Outline entries
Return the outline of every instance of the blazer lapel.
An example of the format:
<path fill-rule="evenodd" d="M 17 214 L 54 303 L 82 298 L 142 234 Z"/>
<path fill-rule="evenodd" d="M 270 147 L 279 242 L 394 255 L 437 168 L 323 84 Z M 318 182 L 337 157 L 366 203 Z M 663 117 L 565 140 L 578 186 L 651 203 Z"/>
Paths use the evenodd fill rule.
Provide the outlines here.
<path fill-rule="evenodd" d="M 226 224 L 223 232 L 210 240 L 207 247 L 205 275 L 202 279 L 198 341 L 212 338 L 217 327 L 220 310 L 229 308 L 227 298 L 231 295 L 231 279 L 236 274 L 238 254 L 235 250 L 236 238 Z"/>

◆ **WHAT THE EXERCISE ASKS**
Print the lines of the entries above again, word for word.

◆ **RESULT OF THE TASK**
Return the outline of every instance of the blazer lapel.
An example of the format:
<path fill-rule="evenodd" d="M 17 214 L 54 303 L 82 298 L 142 234 Z"/>
<path fill-rule="evenodd" d="M 270 147 L 279 242 L 394 255 L 437 168 L 323 84 Z M 318 182 L 337 157 L 366 203 Z M 663 117 L 565 140 L 578 186 L 651 203 Z"/>
Paths use the evenodd fill rule.
Provide the outlines here.
<path fill-rule="evenodd" d="M 226 224 L 223 232 L 210 240 L 207 247 L 205 275 L 202 279 L 198 341 L 212 338 L 217 327 L 220 310 L 229 308 L 227 298 L 231 295 L 231 279 L 236 274 L 238 254 L 235 250 L 236 238 Z"/>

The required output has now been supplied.